Hallo verehrte Captain-Huk-Leserinnen und -Leser,
nachfolgend veröffentlichen wir hier ein prima Urteil aus Freising zu den Sachverständigenkosten. Geklagt hatte der Geschädigte gegen die VHV Versicherung. Dabei richtete sich der Kläger nach dem Grundsatzurteil des BGH vom 11.2.2014 – VI ZR 225/13 -, das leider in der Urteilsbegründung nicht erwähnt wird. Aber die Amtsrichterin führt zu Recht aus, dass das von der Beklagten angeführte BGH-Urteil VI ZR 357/13 auf den zu entscheidenden Fall nicht anwendbar ist. In dem Fall BGH VI ZR 357/13 ging es nämlich um restlichen Schadensersatz aus abgetretenem Recht, das der Sachverständige gegen den Schädiger geltend macht, wobei der Annahme der Abtretung eine Abtretung an Erfüllungs statt zugrunde lag. Die erkennende Amtsrichterin macht hier alles richtig, tritt dabei kräftig dem JVEG ans Schienbein und verweist am Ende auf den Forderungsausgleich. Sie ist damit eine der wenigen, die noch den vollen Durchblick hat und offensichtlich weiß, was Recht ist. Lest bitte selbst das Urteil und gebt Eure Kommentare ab.
Viele Grüße und ein schönes Wochenende.

Vorliegende Einträge:
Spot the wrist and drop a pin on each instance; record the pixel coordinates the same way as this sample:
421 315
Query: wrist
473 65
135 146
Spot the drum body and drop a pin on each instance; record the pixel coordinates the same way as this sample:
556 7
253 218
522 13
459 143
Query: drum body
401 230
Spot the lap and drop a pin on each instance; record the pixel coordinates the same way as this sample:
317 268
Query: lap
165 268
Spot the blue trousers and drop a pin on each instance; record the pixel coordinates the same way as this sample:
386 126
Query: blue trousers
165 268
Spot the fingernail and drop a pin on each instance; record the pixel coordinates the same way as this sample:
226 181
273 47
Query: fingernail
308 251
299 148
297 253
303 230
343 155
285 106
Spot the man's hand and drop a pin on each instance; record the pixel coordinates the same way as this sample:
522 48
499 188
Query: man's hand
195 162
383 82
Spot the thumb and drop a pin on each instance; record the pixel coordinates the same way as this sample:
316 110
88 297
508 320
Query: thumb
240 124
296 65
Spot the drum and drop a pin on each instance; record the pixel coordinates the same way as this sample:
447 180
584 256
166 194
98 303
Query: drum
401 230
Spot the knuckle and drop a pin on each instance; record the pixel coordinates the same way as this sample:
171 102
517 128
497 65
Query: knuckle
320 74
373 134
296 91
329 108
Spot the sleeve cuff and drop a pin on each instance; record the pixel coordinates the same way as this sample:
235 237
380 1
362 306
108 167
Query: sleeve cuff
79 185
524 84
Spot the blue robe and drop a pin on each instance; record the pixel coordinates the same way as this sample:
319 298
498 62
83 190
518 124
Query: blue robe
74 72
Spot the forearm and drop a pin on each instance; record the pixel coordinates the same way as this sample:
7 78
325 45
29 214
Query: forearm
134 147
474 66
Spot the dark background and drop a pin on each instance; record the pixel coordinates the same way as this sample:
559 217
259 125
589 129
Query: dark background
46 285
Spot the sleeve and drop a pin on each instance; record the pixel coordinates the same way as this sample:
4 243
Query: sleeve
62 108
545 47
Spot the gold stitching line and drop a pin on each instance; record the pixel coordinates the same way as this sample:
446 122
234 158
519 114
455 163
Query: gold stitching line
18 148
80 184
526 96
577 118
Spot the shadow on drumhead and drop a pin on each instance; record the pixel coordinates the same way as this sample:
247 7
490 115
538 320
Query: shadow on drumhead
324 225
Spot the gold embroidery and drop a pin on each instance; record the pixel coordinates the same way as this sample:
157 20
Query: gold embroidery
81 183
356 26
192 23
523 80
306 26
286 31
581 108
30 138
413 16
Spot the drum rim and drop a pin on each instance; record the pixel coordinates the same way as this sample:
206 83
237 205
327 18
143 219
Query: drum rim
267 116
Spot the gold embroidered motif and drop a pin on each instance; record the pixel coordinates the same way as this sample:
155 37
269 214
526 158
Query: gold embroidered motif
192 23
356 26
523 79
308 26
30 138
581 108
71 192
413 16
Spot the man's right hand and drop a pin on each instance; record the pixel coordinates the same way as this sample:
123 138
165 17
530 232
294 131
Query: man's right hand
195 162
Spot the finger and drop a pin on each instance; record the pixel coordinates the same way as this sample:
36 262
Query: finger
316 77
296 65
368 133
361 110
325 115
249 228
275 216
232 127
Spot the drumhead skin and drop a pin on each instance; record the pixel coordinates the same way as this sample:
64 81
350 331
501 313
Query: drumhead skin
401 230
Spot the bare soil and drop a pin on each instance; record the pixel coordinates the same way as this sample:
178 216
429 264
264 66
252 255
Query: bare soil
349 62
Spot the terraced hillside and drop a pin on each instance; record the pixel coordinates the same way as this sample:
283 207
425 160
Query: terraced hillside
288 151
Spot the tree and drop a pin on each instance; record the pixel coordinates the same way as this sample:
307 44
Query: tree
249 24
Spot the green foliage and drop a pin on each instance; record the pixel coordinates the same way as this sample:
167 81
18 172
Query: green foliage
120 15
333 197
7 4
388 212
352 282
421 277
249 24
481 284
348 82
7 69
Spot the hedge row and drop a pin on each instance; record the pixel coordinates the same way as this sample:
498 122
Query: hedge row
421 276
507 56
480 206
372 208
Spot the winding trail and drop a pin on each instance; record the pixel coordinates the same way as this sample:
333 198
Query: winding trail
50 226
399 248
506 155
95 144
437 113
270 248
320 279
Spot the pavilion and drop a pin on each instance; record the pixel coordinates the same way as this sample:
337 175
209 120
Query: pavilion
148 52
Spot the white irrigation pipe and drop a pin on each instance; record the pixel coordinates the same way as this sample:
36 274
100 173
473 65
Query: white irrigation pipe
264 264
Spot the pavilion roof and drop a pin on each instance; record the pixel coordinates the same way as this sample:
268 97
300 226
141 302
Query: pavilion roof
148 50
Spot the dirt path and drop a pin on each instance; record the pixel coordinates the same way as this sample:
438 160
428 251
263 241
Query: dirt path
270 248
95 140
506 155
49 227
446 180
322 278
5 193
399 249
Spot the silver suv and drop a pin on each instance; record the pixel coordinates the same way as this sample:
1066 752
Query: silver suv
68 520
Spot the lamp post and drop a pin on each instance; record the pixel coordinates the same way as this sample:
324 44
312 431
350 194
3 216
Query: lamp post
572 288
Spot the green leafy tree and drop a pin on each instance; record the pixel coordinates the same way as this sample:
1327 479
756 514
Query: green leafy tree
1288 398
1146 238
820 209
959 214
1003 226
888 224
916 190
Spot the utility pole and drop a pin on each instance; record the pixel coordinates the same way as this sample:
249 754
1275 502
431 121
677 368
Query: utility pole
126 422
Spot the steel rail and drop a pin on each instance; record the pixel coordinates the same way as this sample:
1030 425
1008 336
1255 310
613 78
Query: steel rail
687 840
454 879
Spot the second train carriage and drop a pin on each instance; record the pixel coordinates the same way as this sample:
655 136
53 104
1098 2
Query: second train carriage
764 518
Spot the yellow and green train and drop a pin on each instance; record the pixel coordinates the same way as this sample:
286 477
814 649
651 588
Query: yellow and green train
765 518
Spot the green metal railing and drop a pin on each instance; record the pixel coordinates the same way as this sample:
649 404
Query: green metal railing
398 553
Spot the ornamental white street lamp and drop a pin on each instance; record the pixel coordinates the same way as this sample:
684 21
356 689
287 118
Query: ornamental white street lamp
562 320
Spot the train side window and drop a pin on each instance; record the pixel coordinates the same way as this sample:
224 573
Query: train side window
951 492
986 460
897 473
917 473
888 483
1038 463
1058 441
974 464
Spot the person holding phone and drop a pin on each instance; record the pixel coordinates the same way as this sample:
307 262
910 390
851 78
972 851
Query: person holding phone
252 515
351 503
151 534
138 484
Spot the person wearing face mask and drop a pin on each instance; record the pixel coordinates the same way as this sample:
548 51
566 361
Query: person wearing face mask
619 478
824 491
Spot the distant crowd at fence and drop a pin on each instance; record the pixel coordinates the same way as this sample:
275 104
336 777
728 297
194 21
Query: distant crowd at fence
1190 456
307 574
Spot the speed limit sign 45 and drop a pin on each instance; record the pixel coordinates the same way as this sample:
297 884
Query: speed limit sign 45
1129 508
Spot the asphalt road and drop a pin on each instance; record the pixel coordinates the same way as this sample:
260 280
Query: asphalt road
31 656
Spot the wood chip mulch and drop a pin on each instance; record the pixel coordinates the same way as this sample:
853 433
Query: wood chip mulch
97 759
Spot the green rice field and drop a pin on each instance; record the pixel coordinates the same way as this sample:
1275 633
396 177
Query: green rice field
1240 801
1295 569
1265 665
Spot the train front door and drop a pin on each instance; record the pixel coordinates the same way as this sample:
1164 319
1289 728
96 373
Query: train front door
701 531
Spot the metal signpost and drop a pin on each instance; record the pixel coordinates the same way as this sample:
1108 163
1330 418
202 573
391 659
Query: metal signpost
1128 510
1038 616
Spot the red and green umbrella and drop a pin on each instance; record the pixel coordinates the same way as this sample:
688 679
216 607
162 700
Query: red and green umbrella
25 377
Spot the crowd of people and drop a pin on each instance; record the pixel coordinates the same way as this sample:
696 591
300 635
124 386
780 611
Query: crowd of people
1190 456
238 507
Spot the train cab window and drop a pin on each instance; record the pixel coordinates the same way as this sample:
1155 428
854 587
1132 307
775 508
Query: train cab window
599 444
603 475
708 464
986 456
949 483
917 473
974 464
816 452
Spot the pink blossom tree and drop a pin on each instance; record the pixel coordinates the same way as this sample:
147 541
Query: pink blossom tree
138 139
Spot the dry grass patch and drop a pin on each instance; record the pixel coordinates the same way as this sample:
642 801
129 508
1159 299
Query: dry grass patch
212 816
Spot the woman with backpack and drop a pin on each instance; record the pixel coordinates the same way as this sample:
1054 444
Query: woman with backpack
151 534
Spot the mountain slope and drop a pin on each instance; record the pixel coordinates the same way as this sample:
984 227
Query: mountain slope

Aufgabe:
Prüfen Sie, ob die folgenden Aussagen mit dem Textauszug über das Freisinger Urteil übereinstimmen. Antworten Sie jeweils mit Ja oder Nein und zitieren Sie die entscheidenden Worte wörtlich.
1. Der Geschädigte klagte gegen die VHV Versicherung.
2. Das Grundsatzurteil VI ZR 225/13 wird in der Urteilsbegründung erwähnt.
3. Die Amtsrichterin verweist am Ende auf den Forderungsausgleich.

Lösung:
1. Ja: „Geklagt hatte der Geschädigte gegen die VHV Versicherung.“
2. Nein: „das leider in der Urteilsbegründung nicht erwähnt wird“
3. Ja: „verweist am Ende auf den Forderungsausgleich“